=== Brief ===
Lines to be reproduced exactly: the one that holds "[[761, 594]]" and all those after it through the end of the data. Include no others.
(Task input Opens)
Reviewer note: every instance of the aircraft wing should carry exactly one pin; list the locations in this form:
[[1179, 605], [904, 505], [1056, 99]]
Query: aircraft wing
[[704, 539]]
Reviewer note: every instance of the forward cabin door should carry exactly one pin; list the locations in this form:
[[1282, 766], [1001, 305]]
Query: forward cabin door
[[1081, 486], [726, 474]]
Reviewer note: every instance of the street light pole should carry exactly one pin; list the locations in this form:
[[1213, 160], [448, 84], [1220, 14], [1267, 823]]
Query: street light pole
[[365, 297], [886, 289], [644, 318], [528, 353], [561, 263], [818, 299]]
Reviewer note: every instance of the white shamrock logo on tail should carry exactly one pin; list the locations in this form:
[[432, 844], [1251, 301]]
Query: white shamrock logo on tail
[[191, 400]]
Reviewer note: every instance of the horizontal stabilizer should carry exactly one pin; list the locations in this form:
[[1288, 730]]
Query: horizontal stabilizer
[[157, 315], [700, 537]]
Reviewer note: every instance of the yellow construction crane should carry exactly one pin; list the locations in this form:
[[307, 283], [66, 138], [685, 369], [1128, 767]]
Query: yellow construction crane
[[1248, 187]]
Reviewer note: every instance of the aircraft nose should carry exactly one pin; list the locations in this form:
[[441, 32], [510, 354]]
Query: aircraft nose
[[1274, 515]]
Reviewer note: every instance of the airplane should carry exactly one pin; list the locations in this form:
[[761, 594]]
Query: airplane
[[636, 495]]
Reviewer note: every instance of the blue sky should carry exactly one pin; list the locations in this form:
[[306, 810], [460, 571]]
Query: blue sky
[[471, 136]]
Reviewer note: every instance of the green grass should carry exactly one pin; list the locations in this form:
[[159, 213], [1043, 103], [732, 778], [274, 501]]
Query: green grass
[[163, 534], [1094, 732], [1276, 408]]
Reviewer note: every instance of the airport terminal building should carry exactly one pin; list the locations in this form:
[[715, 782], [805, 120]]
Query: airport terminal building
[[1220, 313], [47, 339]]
(Task input Closes)
=== Answer for the task ===
[[761, 594]]
Query: airplane
[[636, 495]]
Reviewer note: every instance of the blue sky should carry exactly one pin; list the locations in this form:
[[306, 810], [460, 571]]
Query: blue sky
[[471, 136]]
Reviewer note: every instance of the green grass should carry exactly one pin; list the locations in this form:
[[159, 213], [1043, 103], [732, 778], [274, 501]]
Query: green grass
[[163, 534], [1094, 732], [1276, 408]]
Reviewer note: every instance of the airport terminal building should carry exactly one pin; list the locations in this form:
[[715, 782], [805, 120]]
Query: airport terminal building
[[1220, 313], [47, 339]]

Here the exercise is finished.